◆ EXCERTO DA PÁGINA
Pelo que terminou pedindo a improcedência da acção, com a sua consequente absolvição do pedido.

3. No despacho saneador afirmou-se a validade e a regularidade da instância, após o que se procedeu à condensação da matéria de facto, que se fixou após ter sido objecto de censura das partes.

4. Procedeu-se à realização do julgamento – com a gravação da audiência.

5. Seguiu-se a prolação da sentença, que, a final, julgou a acção improcedente, absolvendo o réu do pedido.

6. Não se tendo conformado com tal sentença, os AA. dela interpuseram recurso, o qual foi recebido como apelação.

7. Os AA concluíram as suas alegações de recurso nos seguintes termos:
“1. As testemunhas NUNO DIAS, FERNANDO SEBASTIAO e RAMIRO SOUSA, as quais mereceram toda a credibilidade por parte do Tribunal a quo, relataram factos que não constam da matéria dada como provada, nem foram devidamente valorados.

2. Não obstante desconhecerem os AA., e mesmo sabendo a finalidade do crédito e as suas condições para a disponibilização do mesmo, os decisores mandaram pagar o cheque em causa com base numa alegada «relação de confiança».

3. Ao menosprezar as particularidades do dito cheque, a insuficiência de provisão, o facto de Bresson Louis nada ter a ver com construção civil e, ainda, do crédito dos AA. se destinar unicamente à construção da habitação dos mesmos, o Banco apelado não se muniu dos especiais cuidados que a situação impunha, assumindo por sua conta o risco do seu pagamento.

4. De igual modo, o Banco também não comunicou aos AA. tal operação, limitando-se apenas a verificar a conformidade da assinatura do sacador.

5. A autorização de pagamento do cheque foi dada por RUI REIS e RAMIRO SOUSA, nenhum deles gestor de conta dos AA., sendo o segundo o gestor de Bresson Louis, cliente de risco, sem movimento bancário de expressão e em mora, que se encontra em parte incerta.

6. Bresson Louis não era credor dos AA., nem legítimo titular do cheque, inexistindo qualquer relação pessoal ou comercial entre ambos que justificasse o pagamento ao primeiro da quantia nele aposta.

7. Os AA. só tomaram conhecimento do extravio/furto do cheque a 03.08/2003, altura em que já nada poderiam fazer, em virtude do mesmo ter sido pago pelo Banco a 30.07.2003, à revelia dos primeiros.

8. O cheque desapareceu em circunstâncias não concretamente apuradas, pelo que, inexistem factos que permitam concluir por um eventual comportamento culposo dos AA.

9. Cabia ao Banco provar que o pagamento do cheque foi devido a culpa exclusiva dos AA., o que não logrou fazer, não lhe bastando a prova da verificação da conformidade da assinatura no mesmo para que se possa concluir pela inexistência de culpa sua, e impondo-se um especial dever de cuidado sobretudo a quem autorizou o pagamento.

◆ DADOS
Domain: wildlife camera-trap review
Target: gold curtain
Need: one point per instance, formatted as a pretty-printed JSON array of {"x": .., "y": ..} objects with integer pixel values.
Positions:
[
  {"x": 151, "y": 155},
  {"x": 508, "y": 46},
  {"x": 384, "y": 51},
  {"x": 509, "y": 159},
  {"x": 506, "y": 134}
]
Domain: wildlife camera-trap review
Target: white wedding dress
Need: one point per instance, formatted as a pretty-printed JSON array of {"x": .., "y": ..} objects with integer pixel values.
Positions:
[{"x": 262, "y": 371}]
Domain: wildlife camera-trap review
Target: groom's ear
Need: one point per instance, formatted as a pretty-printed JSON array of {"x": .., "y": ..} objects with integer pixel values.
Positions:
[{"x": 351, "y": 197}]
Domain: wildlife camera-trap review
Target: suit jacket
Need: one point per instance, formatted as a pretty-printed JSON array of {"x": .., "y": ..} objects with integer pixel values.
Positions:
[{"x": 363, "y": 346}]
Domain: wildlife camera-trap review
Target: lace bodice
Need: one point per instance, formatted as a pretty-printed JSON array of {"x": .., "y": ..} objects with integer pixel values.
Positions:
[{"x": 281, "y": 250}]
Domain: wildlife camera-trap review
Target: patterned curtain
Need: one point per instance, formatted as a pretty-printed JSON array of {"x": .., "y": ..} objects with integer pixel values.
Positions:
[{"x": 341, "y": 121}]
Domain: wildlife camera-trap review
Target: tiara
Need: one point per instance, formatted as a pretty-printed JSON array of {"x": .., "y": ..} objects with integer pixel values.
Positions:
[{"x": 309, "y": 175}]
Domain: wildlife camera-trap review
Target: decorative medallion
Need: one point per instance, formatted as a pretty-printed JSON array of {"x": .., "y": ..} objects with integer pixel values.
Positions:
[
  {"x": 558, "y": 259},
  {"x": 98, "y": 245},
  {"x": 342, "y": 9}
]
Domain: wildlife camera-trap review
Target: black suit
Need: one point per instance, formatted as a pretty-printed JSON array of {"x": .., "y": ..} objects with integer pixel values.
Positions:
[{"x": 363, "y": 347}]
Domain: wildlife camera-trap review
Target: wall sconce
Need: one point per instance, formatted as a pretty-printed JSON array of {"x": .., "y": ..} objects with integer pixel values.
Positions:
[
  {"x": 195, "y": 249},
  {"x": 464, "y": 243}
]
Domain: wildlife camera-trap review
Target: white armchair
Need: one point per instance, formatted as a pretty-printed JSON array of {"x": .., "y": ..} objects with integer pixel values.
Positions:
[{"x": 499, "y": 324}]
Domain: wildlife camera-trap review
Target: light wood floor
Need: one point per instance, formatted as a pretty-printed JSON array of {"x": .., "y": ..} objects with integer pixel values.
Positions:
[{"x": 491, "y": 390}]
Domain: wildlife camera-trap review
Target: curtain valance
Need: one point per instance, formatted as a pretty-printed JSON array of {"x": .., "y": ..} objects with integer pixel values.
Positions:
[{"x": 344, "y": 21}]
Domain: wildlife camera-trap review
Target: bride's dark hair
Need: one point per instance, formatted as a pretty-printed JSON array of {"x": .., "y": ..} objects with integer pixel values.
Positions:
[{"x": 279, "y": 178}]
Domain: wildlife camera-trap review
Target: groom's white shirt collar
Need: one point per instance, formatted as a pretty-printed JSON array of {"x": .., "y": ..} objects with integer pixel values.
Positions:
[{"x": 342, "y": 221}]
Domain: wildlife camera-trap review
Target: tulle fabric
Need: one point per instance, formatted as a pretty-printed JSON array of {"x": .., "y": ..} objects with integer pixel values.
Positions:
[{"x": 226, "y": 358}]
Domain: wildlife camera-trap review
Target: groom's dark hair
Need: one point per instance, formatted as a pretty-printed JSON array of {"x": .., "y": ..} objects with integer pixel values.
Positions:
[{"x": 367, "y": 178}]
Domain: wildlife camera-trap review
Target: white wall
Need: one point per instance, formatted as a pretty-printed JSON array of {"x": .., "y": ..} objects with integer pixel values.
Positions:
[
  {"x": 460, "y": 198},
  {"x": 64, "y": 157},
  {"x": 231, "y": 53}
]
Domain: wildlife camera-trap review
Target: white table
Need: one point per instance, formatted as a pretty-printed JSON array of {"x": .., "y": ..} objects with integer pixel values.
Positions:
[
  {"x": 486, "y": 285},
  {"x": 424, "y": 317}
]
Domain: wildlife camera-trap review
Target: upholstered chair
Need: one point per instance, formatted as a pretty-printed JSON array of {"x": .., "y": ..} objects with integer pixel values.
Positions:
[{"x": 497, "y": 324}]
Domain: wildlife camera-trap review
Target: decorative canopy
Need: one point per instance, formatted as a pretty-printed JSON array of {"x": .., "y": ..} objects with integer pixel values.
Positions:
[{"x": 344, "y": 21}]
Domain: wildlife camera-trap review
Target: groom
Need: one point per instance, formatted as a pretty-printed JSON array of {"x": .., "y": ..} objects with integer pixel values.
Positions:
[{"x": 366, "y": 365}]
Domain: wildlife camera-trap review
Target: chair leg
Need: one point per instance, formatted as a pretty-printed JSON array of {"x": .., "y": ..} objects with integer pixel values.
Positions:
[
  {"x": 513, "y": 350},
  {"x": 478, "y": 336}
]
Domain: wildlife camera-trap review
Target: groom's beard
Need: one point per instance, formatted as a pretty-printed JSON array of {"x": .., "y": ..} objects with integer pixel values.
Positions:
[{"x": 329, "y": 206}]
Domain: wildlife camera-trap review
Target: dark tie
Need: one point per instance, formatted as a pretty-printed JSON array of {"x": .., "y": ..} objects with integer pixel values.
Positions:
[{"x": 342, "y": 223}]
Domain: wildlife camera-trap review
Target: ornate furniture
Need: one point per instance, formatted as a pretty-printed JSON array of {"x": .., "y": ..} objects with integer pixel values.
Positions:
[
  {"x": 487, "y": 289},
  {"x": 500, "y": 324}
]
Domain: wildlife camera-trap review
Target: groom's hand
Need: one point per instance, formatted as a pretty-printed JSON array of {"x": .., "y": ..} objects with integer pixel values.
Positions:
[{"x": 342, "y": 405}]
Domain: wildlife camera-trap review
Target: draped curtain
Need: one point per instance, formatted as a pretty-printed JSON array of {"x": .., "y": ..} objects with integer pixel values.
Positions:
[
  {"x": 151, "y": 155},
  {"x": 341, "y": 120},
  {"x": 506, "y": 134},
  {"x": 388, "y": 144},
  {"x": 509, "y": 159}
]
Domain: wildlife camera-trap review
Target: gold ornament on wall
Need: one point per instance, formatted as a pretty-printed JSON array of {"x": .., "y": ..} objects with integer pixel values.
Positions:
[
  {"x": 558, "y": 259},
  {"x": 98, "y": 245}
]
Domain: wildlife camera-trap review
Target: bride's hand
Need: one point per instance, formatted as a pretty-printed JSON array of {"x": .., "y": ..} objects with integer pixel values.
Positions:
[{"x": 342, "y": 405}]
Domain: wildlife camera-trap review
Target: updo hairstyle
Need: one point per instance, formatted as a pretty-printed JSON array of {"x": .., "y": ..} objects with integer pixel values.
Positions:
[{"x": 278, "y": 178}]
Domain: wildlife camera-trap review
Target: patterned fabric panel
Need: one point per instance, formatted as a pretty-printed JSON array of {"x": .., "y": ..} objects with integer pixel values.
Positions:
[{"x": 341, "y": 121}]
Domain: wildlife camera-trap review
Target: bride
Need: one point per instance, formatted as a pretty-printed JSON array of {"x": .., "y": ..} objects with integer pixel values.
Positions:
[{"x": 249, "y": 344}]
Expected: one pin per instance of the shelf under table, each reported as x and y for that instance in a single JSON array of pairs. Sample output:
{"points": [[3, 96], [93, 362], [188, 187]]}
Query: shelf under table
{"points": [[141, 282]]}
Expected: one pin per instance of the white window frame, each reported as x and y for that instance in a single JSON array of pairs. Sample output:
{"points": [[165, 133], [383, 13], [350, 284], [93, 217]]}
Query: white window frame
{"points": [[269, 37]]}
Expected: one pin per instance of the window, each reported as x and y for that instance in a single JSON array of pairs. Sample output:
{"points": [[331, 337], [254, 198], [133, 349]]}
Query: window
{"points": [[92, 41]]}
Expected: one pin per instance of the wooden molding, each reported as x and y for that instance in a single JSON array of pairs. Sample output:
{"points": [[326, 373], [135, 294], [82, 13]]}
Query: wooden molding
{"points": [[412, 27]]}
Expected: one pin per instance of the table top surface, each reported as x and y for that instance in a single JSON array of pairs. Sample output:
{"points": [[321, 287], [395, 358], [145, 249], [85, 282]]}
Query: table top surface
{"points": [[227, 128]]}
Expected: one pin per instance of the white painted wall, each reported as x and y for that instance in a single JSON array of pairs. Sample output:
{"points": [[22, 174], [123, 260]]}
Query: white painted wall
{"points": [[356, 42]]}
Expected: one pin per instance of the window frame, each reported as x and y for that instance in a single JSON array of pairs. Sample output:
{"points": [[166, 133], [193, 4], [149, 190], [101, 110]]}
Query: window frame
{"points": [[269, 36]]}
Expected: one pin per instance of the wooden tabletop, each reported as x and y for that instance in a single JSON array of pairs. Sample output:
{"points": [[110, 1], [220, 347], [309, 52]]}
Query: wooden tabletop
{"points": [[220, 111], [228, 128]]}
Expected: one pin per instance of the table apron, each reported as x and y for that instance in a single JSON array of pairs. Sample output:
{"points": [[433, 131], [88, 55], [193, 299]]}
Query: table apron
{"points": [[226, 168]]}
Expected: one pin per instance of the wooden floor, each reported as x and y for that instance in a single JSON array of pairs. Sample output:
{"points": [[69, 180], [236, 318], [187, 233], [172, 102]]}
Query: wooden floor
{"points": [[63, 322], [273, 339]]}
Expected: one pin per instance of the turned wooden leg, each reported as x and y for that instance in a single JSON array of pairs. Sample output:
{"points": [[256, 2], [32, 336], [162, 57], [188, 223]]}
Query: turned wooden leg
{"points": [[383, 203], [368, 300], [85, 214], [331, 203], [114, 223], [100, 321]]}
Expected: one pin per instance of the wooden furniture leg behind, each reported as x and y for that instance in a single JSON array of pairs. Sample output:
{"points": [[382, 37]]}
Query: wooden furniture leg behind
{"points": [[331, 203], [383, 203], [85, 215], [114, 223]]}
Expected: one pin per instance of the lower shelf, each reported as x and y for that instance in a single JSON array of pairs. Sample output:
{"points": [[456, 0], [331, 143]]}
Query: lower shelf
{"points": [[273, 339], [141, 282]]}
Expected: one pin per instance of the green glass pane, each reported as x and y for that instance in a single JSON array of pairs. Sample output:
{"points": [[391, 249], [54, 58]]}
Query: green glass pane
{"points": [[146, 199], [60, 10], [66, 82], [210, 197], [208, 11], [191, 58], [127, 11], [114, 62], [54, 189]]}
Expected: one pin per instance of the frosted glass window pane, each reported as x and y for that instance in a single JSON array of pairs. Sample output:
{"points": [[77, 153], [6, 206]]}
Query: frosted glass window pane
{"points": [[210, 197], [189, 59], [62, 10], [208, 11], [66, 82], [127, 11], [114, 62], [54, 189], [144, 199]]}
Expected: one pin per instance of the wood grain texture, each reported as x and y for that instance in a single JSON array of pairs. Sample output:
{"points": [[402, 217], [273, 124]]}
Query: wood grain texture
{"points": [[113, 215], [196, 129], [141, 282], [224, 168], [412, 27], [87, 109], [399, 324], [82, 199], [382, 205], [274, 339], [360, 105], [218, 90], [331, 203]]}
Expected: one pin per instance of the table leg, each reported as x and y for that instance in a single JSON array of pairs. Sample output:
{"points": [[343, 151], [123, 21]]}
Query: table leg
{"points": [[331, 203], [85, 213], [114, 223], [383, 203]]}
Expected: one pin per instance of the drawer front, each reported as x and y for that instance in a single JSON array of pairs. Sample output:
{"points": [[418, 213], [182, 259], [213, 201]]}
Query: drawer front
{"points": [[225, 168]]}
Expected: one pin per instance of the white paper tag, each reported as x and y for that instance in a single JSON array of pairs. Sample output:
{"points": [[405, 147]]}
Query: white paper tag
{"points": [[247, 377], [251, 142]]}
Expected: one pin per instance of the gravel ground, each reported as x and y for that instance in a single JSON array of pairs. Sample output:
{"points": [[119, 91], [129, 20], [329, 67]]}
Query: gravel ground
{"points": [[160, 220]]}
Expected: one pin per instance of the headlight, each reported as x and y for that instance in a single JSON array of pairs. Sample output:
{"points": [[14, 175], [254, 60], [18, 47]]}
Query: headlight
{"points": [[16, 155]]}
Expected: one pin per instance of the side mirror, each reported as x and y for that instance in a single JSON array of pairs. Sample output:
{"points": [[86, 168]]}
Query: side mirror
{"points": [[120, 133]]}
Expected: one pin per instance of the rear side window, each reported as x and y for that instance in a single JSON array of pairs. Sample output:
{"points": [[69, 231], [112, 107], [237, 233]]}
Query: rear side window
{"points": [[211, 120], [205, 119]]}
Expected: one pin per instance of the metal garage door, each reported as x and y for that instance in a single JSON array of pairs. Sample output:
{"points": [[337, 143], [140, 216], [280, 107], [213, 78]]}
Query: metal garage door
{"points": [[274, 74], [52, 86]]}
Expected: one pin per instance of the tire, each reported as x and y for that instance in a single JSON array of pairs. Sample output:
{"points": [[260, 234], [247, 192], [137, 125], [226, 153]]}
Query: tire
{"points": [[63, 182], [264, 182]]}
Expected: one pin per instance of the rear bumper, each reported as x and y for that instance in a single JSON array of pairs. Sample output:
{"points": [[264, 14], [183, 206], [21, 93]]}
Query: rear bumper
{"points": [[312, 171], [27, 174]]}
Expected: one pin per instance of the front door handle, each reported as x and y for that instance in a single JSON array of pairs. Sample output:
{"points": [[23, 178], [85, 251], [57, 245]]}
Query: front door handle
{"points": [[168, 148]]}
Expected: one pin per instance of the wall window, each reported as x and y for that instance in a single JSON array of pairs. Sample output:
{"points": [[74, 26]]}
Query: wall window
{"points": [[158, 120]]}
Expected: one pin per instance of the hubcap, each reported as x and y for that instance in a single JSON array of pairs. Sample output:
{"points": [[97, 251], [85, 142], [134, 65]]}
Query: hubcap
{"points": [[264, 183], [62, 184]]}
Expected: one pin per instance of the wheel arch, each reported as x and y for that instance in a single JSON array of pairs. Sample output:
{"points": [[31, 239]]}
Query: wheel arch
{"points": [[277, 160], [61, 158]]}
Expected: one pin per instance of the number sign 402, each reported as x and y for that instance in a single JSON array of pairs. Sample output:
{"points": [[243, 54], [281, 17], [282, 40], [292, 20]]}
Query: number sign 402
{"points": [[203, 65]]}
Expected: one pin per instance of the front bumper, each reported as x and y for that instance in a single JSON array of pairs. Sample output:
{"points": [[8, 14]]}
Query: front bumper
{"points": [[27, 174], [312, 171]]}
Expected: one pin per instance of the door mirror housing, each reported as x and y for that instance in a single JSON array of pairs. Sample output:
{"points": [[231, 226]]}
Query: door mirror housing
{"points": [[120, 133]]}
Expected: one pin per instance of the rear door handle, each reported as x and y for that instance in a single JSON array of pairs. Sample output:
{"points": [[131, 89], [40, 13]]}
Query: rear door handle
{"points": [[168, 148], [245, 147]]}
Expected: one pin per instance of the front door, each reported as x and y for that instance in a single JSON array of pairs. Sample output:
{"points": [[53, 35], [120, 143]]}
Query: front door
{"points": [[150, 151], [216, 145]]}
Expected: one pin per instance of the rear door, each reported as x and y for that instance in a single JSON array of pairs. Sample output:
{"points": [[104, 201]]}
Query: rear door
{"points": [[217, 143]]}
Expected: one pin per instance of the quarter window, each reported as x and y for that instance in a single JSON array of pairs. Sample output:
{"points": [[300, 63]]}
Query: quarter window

◆ TAREFA SOLICITADA 1
Apresente, sem alterações, o trecho do excerto da decisão judicial que vai de "3. Ao menosprezar" até "em parte incerta.".
◆ TAREFA SOLICITADA 2
Dê seguimento ao excerto da decisão judicial, começando logo após a última frase apresentada.

◆ RESULTADO 1
3. Ao menosprezar as particularidades do dito cheque, a insuficiência de provisão, o facto de Bresson Louis nada ter a ver com construção civil e, ainda, do crédito dos AA. se destinar unicamente à construção da habitação dos mesmos, o Banco apelado não se muniu dos especiais cuidados que a situação impunha, assumindo por sua conta o risco do seu pagamento.

4. De igual modo, o Banco também não comunicou aos AA. tal operação, limitando-se apenas a verificar a conformidade da assinatura do sacador.

5. A autorização de pagamento do cheque foi dada por RUI REIS e RAMIRO SOUSA, nenhum deles gestor de conta dos AA., sendo o segundo o gestor de Bresson Louis, cliente de risco, sem movimento bancário de expressão e em mora, que se encontra em parte incerta.

◆ RESULTADO 2
10. Nos termos da alínea d) do n.° 1 do art.° 15.° do Código de Conduta elaborado pela Associação Portuguesa de Bancos impunha-se ao Banco apelado informar os AA., quer da execução, quer do resultado da operação que iria efectuar, bem como informar da ocorrência de dificuldades especiais ou da inviabilidade dessa execução ou de quaisquer factos ou circunstâncias do seu conhecimento susceptíveis de justificar a revogação da ordem correspondente.

11. Só através da prova de que não teve culpa no seu procedimento, e de que o pagamento foi devido a comportamento exclusivamente culposo dos AA., é que o Banco poderia afastar a presunção consignada no n.° 1 do art.° 799.° do C.C. que sobre ele impende, o que não fez.

12. Não valorando convenientemente a prova da culpa, que atribui aos apelantes em vez de a atribuir ao apelado, a douta sentença recorrida violou o art.° 487.°/2 do C.C., aplicável ao caso ex vi do art.° 799.°/2 do mesmo código.

13. Desprezando a presunção de culpa do apelado, advinda do art.° 799.°/1 do C.C., a douta sentença recorrida também violou esta disposição legal.

14. Face ao circunstancialismo referido nas conclusões 3, 4, 5 e 6, o Banco não usou da devida diligência, a qual deve ser aferida, não à de um qualquer observador de médio interesse e de média diligência, mas sim à de um examinador atento e previdente pelo maior grau de atenção e de prudência que a profissionalidade do serviço permite esperar.

15. Pelo que, com o seu comportamento, o Banco violou os deveres legais e contratuais que lhe incumbia observar, só ele devendo responder pelos danos causados.

16. À data da apresentação do cheque, os AA. não dispunham de crédito líquido e exigível que suportasse o seu pagamento, pelo que, ao fazê-lo o Banco violou o art.° 3.° da Lei Uniforme do Cheque.

17. A alegada «relação de confiança” entre o Banco e os AA., não se encontra consagrada na Lei Uniforme Relativa ao Cheque.

18. Tal relação insere-se nos usos instaurados na banca, os quais não constituem fonte de Direito, não podendo derrogar ou modificar a Lei, pelo que, a decisão em pagar o cheque não deve ser superior à mesma.

19. Em suma, a decisão recorrida violou os artigos 487.° e 799.° do C.C., o art.° 3.° da Lei Uniforme Relativa ao Cheque e a alínea d) do n.° 1 do art.° 15.° do Código de Conduta elaborado pela Associação Portuguesa de Bancos.


8. O R. contra-alegou, pugnando, desde logo, pela rejeição do recurso, na parte referente à impugnação da decisão da matéria de facto – por não ter sido observado o ritualismo legal previsto no artº 690-A do CPC -, e, a final, pela improcedência total do recurso.

9. Corridos que foram os vistos legais, cumpre-nos, agora, apreciar e decidir.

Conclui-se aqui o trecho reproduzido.